━━━━━ Materials provided
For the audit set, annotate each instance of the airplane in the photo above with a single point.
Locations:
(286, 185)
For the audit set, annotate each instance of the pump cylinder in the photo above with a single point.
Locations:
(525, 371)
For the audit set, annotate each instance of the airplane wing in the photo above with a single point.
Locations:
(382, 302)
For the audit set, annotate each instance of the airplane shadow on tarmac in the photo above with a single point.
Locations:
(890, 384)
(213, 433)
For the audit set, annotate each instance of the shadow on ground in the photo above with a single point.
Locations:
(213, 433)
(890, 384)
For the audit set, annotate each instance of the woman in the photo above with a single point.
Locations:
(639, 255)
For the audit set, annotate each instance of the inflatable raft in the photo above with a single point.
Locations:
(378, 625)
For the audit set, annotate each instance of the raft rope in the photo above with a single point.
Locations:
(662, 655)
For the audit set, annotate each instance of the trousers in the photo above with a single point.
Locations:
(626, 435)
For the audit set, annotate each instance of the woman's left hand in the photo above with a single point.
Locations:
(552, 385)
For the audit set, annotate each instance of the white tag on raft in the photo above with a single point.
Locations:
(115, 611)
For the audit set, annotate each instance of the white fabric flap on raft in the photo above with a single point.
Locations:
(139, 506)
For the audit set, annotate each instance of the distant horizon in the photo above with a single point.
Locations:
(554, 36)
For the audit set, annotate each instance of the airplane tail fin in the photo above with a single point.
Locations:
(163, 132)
━━━━━━━━━━
Whenever a line in the entries above includes the word "woman", pull that line out.

For the audit set, annotate each instance of the woman in the photo above with a single point.
For the audit set, annotate each instance of the woman's left hand in the photo above with a single point.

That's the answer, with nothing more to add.